REQUIREMENT 1:
Please report every line of the listing below that contains the word "concrete", matching case exactly.

Wind, trees, fields, horizons, light retracting or returning: I’ve always felt most alive in relation to place, whether the front stoop in front of a Brooklyn triplex 45 years ago, or being pulled by the big dog through Kansas tallgrass prairie last week. We talk about epistemology a lot at Goddard – how we know what we know. For me, the ground is the real ground. Place isn’t just something informing my studies, writing, self- or culturally-ascribed identities, marriage or motherhood, community or solitude. Place is not just below but within: the core from which I create and struggle with most of what I do, and much of how I understand myself, contextualize culture, also the ground from which to connect with what’s beyond being part of a specific culture, a specific time.
So it’s no wonder that when I was 21, I found bioregionalism, and “Something ignited in my soul,” Pablo Neruda as writes. Bioreginalism is a comprehensive philosophy, calling for our return to our life-places, where we actually live, as the ground from which to build community, sustainable economics, local culture, place-based education and healthcare, and sense of self. Peter Berg writes,
“If the life-destructive path of technological society is to diverted into life-sustaining directions, the land must be reinhabited. Reinhabitation means learning to live-in-place in an area that has been disrupted and injured through past exploitation. It involves becoming aware of the particular ecological relationships that operate within and around it. It means understanding activities and evolving social behavior that will enrich the life of that place, restore its life-supporting systems, and establish an ecologically and socially sustainable pattern of existence within it. Simply stated it involved becoming fully alive in and with a place.”

Dataset excerpts on pointing at objects:
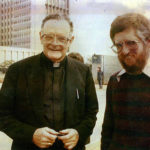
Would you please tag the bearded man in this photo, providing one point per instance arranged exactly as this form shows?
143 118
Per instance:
126 121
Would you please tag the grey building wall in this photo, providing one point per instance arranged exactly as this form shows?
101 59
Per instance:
109 65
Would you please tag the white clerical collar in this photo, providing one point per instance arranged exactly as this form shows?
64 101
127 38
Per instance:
123 71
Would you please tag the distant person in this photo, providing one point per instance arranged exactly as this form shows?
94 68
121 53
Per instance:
126 123
100 77
76 56
48 101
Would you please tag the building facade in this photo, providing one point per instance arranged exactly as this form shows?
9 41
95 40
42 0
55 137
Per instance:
21 20
57 6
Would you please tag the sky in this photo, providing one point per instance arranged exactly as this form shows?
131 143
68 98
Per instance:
92 20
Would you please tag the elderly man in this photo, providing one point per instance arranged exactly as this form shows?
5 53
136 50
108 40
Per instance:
126 121
48 101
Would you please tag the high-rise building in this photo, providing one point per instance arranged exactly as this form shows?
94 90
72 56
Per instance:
20 20
57 6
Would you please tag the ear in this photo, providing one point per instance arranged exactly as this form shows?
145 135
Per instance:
40 35
71 40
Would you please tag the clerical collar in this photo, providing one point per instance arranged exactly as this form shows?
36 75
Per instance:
47 62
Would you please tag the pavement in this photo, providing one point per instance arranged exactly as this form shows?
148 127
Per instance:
5 141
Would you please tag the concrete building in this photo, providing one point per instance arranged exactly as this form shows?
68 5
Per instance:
21 20
109 65
57 6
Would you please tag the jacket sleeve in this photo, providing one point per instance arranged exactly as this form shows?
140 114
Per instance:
85 128
9 124
107 127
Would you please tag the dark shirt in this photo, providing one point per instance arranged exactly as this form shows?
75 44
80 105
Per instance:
54 93
99 75
127 115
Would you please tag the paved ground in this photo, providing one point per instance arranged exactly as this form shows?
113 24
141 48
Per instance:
5 141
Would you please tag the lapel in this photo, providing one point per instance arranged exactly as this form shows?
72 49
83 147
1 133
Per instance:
72 84
35 87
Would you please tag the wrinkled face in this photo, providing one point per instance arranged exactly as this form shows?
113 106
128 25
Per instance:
56 38
132 51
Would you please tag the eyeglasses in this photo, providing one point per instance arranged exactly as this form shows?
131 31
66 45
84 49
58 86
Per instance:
117 48
51 37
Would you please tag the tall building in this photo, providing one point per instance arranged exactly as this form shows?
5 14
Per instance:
57 6
21 20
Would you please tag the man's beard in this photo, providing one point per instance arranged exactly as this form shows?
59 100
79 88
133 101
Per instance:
138 66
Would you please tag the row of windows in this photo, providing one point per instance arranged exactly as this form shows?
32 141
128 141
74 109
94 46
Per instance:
51 11
20 7
7 43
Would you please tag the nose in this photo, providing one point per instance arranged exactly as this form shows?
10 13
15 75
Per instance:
55 41
125 49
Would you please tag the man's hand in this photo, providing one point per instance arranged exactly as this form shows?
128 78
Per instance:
69 137
44 137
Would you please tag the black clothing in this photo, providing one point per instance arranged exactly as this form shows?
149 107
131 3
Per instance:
22 101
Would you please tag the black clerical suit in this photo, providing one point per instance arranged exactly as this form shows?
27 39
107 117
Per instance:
23 101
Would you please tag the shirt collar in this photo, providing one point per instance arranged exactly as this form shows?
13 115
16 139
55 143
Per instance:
51 64
146 71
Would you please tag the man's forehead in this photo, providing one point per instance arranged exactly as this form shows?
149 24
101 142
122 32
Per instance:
128 34
56 25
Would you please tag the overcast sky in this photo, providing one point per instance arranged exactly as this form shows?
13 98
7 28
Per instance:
92 20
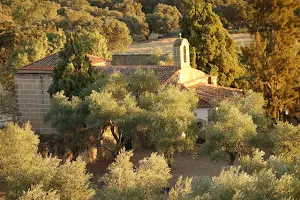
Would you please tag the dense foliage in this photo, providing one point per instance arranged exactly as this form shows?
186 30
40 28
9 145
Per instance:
134 110
25 170
74 70
215 50
272 61
164 19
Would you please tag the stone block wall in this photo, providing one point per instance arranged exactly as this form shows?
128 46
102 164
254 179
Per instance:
33 99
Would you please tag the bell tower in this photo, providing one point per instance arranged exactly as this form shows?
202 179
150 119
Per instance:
181 53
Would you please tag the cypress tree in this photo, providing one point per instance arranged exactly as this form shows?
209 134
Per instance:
74 71
215 50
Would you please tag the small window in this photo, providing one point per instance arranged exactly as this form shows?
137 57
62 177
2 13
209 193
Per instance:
184 54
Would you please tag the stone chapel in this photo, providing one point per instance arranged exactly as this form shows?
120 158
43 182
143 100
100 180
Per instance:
34 79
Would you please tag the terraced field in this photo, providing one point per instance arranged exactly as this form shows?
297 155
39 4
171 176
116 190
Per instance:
166 44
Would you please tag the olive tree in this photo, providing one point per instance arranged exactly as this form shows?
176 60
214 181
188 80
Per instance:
131 110
22 167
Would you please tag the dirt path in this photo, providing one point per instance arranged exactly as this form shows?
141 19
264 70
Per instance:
184 165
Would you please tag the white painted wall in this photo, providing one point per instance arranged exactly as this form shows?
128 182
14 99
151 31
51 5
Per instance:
202 113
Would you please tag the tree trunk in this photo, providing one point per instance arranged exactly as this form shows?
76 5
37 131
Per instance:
232 156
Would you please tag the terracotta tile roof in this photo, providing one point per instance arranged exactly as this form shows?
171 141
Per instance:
48 63
165 74
208 94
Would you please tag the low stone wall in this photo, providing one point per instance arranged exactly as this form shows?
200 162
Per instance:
131 59
33 99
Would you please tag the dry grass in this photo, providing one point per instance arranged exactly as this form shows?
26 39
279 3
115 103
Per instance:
166 44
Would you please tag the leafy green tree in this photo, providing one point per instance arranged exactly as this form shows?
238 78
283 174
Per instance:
29 12
37 192
230 134
214 47
74 4
96 45
270 16
164 19
272 69
171 119
132 13
272 61
182 189
117 34
131 111
74 70
23 169
238 14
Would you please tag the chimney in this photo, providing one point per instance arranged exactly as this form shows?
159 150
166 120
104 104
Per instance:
181 53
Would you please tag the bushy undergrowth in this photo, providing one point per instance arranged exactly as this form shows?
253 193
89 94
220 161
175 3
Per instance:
43 178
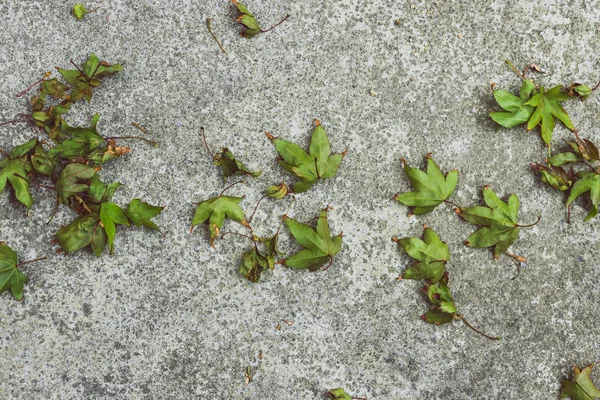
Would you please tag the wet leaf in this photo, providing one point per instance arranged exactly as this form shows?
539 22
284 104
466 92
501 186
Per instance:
111 214
88 77
73 179
250 26
231 166
214 211
431 254
587 182
15 170
432 188
499 220
10 276
443 309
253 264
319 247
277 192
338 394
79 11
581 386
516 111
309 168
547 107
140 213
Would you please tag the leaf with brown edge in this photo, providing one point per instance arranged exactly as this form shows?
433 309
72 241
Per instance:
581 386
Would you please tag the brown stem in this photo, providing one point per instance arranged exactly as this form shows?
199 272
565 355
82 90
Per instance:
213 35
530 225
133 137
477 330
206 144
229 187
47 74
453 204
29 262
276 25
14 121
256 208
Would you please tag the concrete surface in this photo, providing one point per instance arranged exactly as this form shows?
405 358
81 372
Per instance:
170 318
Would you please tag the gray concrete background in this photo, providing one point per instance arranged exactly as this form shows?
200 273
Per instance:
171 318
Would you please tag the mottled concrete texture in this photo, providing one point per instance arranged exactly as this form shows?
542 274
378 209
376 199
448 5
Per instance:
171 318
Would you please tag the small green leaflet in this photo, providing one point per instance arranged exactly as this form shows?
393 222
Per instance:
140 213
79 11
73 179
516 111
319 247
431 254
231 166
111 214
443 309
581 386
250 26
85 79
309 168
547 107
214 211
499 220
15 170
432 188
10 276
587 182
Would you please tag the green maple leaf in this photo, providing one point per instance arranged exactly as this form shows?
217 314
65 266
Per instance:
111 214
443 308
499 220
516 110
81 143
319 247
431 254
432 188
15 168
140 214
88 77
581 386
338 394
587 182
79 11
547 107
10 275
82 232
231 166
73 179
309 168
214 211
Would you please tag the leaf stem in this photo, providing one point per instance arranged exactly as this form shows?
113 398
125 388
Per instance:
530 225
47 74
213 35
133 137
515 69
276 25
477 330
206 144
229 187
14 121
29 262
453 204
256 208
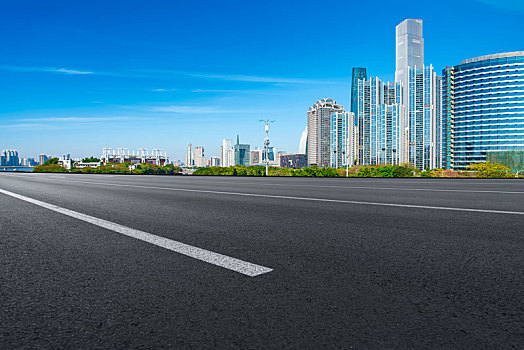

REQUIREMENT 2:
Reproduce the essay on place above, starting with "Wind, trees, fields, horizons, light" and going on through "a specific time.", and substitute "Queens" for "Brooklyn".

TASK ANSWER 1:
Would you please tag the concrete building in this photo, providing one point per instance arranged exactly as this form shows?
Would you please tag the concrete surface in this photo, providing one point per instance arranged exactly as this form shows?
Would you please tag the gray concrete background in this photo, providing one point per instance arranged exactly as this form shows?
Would you please tag the mottled concrete texture in this photo, providing one point per instance arranged exactly as this form shows?

TASK ANSWER 2:
Wind, trees, fields, horizons, light retracting or returning: I’ve always felt most alive in relation to place, whether the front stoop in front of a Queens triplex 45 years ago, or being pulled by the big dog through Kansas tallgrass prairie last week. We talk about epistemology a lot at Goddard – how we know what we know. For me, the ground is the real ground. Place isn’t just something informing my studies, writing, self- or culturally-ascribed identities, marriage or motherhood, community or solitude. Place is not just below but within: the core from which I create and struggle with most of what I do, and much of how I understand myself, contextualize culture, also the ground from which to connect with what’s beyond being part of a specific culture, a specific time.